• [SOURCE EXTRACT]
Start

RFR: JDK-8229871: Improve performance of Method.copy() and leafCopy()

Peter Levart peter.levart at gmail.com
Wed Oct 23 21:09:54 UTC 2019


Hi Ogata,

I finally managed to find some time to experiment with this. To measure 
invocation performance I created the following JMH benchmark [1]. It 
measures the invocation speed of instance and static methods using either:
- direct invocation (bytecodes)
- invocation via constant Method instance
- invocation via variable Method instance

Here are the results using unmodified JDK 14 build (baseline):

Benchmark                                         Mode  Cnt Score   
Error  Units
ReflectionSpeedBenchmark.instanceDirect           avgt   10   2.272 ± 
0.002  ns/op
ReflectionSpeedBenchmark.instanceReflectiveConst  avgt   10  16.609 ± 
0.162  ns/op
ReflectionSpeedBenchmark.instanceReflectiveVar    avgt   10  16.715 ± 
0.163  ns/op
ReflectionSpeedBenchmark.staticDirect             avgt   10   2.275 ± 
0.012  ns/op
ReflectionSpeedBenchmark.staticReflectiveConst    avgt   10  16.351 ± 
0.330  ns/op
ReflectionSpeedBenchmark.staticReflectiveVar      avgt   10  16.259 ± 
0.196  ns/op

Your webrev.04 [2] has a slight (~ 6%) improvement for constant Method 
instance (i.e. assigned to static final field):

Benchmark                                         Mode  Cnt Score   
Error  Units
ReflectionSpeedBenchmark.instanceDirect           avgt   10   2.273 ± 
0.003  ns/op
ReflectionSpeedBenchmark.instanceReflectiveConst  avgt   10  15.628 ± 
0.115  ns/op
ReflectionSpeedBenchmark.instanceReflectiveVar    avgt   10  16.706 ± 
0.144  ns/op
ReflectionSpeedBenchmark.staticDirect             avgt   10   2.277 ± 
0.008  ns/op
ReflectionSpeedBenchmark.staticReflectiveConst    avgt   10  15.285 ± 
0.109  ns/op
ReflectionSpeedBenchmark.staticReflectiveVar      avgt   10  16.600 ± 
0.222  ns/op

Now I have prepared another variant [3] that replaces 
DelegatingMethodAccessorImpl with SlowFastMethodAccessorImpl and 
produces the following result:

Benchmark                                         Mode  Cnt Score   
Error  Units
ReflectionSpeedBenchmark.instanceDirect           avgt   10   2.371 ± 
0.027  ns/op
ReflectionSpeedBenchmark.instanceReflectiveConst  avgt   10   7.161 ± 
0.066  ns/op
ReflectionSpeedBenchmark.instanceReflectiveVar    avgt   10  16.501 ± 
0.154  ns/op
ReflectionSpeedBenchmark.staticDirect             avgt   10   2.373 ± 
0.017  ns/op
ReflectionSpeedBenchmark.staticReflectiveConst    avgt   10   6.971 ± 
0.103  ns/op
ReflectionSpeedBenchmark.staticReflectiveVar      avgt   10  15.893 ± 
0.110  ns/op

This is more than twice as fast as the baseline for constant Method 
instances while not degrading performance for variable Method instances.

End

• [SUPPLIED DATA]
Start

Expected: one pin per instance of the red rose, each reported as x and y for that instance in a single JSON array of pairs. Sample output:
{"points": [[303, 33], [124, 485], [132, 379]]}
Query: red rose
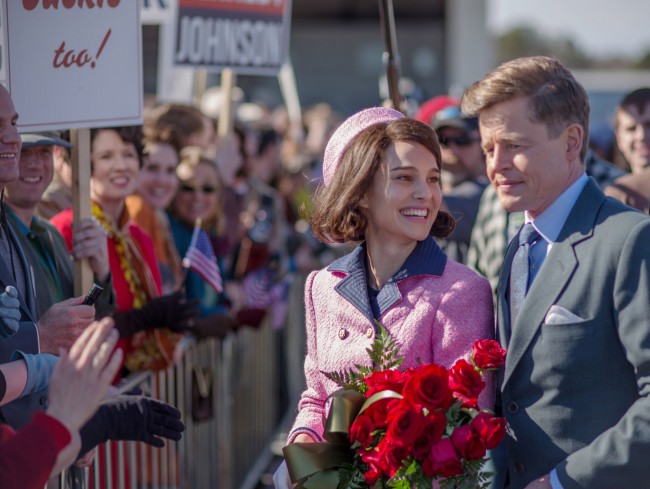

End

• [PARTS OF THE EXERCISE]
(a) Answer these questions from the mailing-list post on reflection performance.
(i) What three ways of invoking methods does the benchmark measure?
(ii) How large is the improvement that webrev.04 gives for a constant Method instance?
(iii) Which class does the new variant put in place of DelegatingMethodAccessorImpl?
(b) Write the next part of the mailing-list post on reflection performance, starting after its final sentence.

• [EXPECTED ANSWERS]
(a)
(i) Direct invocation (bytecodes), invocation via a constant Method instance, and invocation via a variable Method instance.
(ii) A slight improvement of about 6%.
(iii) SlowFastMethodAccessorImpl.

(b)
[1] 
http://cr.openjdk.java.net/~plevart/jdk-dev/8229871_Method.methodAccessor/ReflectionSpeedBenchmark.java
[2] http://cr.openjdk.java.net/~ogatak/8229871/webrev.04/
[3] 
http://cr.openjdk.java.net/~plevart/jdk-dev/8229871_Method.methodAccessor/webrev.01/


Could you spin this one [3] on your SPECjbb2015 benchmark to see if it 
still performs favorably?


Regards, Peter

On 10/11/19 12:17 PM, Kazunori Ogata wrote:
> Hi Peter,
>
> Thank you for the comment and suggestion of the fix.
>
> I tried to pick up your change w.r.t. methodAccessor:
> https://cr.openjdk.java.net/~ogatak/8229871/webrev.04/
>
>
> Regarding micro benchmark, my original motivation of this change is to
> improve performance of Class.getMethods(), which calls Method.copy() for
> each declared method to create a copy of Method[].
>
> I measured my simple microbench:
> https://cr.openjdk.java.net/~ogatak/8229871/GetMethodsBench.java
>
> Base code: Elapsed time = 4808 ms
> webrev.01: Elapsed time = 4536 ms  (+   6%)
> webrev.02: Elapsed time = 2331 ms  (+106%)
> webrev.04: Elapsed time = 3746 ms  (+ 28%)
>
> I'll measure larger benchmark and try to think if we can reduce the
> overhead of memory barrier.
>
>
> Regards,
> Ogata
>
>
> Peter Levart <peter.levart at gmail.com> wrote on 2019/10/09 16:44:13:
>
>> From: Peter Levart <peter.levart at gmail.com>
>> To: Kazunori Ogata <OGATAK at jp.ibm.com>, core-libs-dev at openjdk.java.net
>> Date: 2019/10/09 16:44
>> Subject: [EXTERNAL] Re: RFR: JDK-8229871: Improve performance of
>> Method.copy() and leafCopy()
>>
>> Hi Ogata,
>>
>> May I just add that volatile field ensured that MethodAccessor object
> was
>> correctly published. DelegatingMethodAccessortImpl is not safe to be
>> published via data race because it contains plain `delegate` field
>> initialized in the constructor. In addition, the object that is first
>> assigned to that field is NativeMethodAccessorImpl which has plain
>> `parent` field. You can get NPE when invoking the Method.invoke from
>> multuiple threads if Method.methodAccessor is not volatile.
>>
>> In addition, It would be nice to have two microbenchmarks exercising:
>> a) Method copy performance
>> b) Method invocation performance
>>
>> Regards, Peter
>>
>> P.S. When exploring the possibility of an alternative MethodAccessor
>> implementation (using MethodHandle(s)):
>>
>>
> http://cr.openjdk.java.net/~plevart/jdk-dev/6824466_MHReflectionAccessors/
>> webrev.00.2/
>>
>> ...I found out that it was possible to re-arrange the play between
>> DelegatingMethodAccessorImpl, NativeMethodAccessorImpl and generated
>> MethodAccessor in such a way that the DelegatingMethodAccessortImpl
>> becomes safe to be published via data race. This allowed for
>> Method.methodAccessor field to become plain field. In addition this
> field
>> can be made @Stable which further optimizes access to MethodAccessor
>> instance when Method instance can be constant-folded, which showed in
>> special microbenchmarks.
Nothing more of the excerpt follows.